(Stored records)
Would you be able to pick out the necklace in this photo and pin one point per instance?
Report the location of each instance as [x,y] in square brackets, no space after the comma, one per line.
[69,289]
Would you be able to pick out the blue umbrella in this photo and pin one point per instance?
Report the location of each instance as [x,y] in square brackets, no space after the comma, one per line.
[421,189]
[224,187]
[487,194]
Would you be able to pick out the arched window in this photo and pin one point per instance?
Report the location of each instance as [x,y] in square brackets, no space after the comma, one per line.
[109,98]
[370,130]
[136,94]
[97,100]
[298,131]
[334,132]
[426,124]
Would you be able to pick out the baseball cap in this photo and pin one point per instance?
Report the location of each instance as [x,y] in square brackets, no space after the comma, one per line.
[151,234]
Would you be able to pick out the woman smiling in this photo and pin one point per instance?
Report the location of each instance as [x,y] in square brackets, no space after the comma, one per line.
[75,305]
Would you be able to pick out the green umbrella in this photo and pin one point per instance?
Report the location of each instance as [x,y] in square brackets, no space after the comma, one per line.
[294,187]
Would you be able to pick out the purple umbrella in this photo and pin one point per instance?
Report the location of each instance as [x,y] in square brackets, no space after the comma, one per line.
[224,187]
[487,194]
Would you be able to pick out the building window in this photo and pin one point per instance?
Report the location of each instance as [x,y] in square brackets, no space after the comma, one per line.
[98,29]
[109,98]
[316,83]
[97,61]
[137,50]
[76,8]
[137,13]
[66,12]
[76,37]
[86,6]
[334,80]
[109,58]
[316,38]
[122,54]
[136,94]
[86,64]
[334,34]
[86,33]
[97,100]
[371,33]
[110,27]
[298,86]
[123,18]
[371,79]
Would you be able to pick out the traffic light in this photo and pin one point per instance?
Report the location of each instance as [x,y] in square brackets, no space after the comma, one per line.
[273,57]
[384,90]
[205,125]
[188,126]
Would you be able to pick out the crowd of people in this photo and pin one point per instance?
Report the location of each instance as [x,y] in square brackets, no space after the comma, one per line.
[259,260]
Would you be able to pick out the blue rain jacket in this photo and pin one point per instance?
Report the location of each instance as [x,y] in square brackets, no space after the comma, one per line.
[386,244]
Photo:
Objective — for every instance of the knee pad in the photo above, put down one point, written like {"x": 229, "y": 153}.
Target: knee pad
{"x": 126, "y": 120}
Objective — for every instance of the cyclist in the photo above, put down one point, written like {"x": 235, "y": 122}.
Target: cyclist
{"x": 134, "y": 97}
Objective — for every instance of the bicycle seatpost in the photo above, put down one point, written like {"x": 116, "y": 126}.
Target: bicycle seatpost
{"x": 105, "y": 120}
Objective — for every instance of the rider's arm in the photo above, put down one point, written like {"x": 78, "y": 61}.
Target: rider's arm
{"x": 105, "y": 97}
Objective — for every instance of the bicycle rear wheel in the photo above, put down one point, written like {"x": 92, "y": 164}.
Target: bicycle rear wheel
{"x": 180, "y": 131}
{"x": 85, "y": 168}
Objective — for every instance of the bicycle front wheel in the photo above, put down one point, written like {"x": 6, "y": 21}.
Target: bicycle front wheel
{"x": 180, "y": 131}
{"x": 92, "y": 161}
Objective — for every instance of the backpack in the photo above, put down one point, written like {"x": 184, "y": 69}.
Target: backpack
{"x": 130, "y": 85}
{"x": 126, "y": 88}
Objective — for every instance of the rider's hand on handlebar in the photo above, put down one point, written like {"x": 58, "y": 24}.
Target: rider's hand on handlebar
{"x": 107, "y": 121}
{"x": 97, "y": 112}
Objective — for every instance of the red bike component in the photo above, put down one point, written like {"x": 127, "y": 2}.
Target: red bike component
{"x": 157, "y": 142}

--

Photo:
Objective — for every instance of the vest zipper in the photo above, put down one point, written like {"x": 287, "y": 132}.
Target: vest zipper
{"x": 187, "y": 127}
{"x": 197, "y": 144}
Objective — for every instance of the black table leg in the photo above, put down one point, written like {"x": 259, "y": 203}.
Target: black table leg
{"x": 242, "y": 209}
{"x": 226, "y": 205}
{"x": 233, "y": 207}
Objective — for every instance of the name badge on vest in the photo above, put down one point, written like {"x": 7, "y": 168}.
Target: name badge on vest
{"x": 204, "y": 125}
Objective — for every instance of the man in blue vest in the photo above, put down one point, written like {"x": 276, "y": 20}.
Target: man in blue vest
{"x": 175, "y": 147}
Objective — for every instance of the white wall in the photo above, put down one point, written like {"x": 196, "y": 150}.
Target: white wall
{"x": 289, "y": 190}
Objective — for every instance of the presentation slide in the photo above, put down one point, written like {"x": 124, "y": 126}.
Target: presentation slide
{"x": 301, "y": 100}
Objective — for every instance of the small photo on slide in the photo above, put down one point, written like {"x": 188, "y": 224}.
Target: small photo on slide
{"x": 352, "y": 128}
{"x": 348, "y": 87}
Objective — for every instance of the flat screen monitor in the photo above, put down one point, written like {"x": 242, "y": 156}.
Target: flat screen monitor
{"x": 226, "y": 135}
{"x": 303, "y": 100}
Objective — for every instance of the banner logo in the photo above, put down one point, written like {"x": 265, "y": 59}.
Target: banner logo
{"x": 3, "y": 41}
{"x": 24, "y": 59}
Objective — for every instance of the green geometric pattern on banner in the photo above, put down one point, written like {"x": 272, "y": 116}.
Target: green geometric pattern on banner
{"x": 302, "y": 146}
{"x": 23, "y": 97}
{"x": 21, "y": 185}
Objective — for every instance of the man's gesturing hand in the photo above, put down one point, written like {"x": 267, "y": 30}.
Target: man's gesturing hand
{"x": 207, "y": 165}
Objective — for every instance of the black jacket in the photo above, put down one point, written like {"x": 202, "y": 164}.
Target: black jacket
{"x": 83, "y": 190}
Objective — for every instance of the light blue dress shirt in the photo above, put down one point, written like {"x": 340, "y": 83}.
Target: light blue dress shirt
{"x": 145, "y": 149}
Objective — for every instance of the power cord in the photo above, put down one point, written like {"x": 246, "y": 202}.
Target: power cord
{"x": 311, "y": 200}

* * *

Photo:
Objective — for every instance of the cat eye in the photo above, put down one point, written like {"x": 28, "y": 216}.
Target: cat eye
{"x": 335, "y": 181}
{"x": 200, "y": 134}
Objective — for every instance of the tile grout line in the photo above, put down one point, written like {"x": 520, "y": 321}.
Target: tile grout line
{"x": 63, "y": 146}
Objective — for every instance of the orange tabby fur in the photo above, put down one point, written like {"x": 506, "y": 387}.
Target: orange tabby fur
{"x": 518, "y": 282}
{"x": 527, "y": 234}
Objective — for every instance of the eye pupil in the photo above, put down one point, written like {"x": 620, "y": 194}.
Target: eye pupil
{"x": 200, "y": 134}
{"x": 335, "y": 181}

#### [What you are asked to do]
Starting at the line that contains "Target: white wall" and stopping after the line that contains "Objective — for every instance of the small", write out every line exactly as it appears above, and no other line.

#### [Reply]
Target: white wall
{"x": 289, "y": 190}
Objective — for every instance of the presentation slide in the photo above, put down one point, written like {"x": 124, "y": 126}.
Target: presentation slide
{"x": 301, "y": 100}
Objective — for every instance of the small photo on slide in the photo above, put down one point, written like {"x": 188, "y": 224}.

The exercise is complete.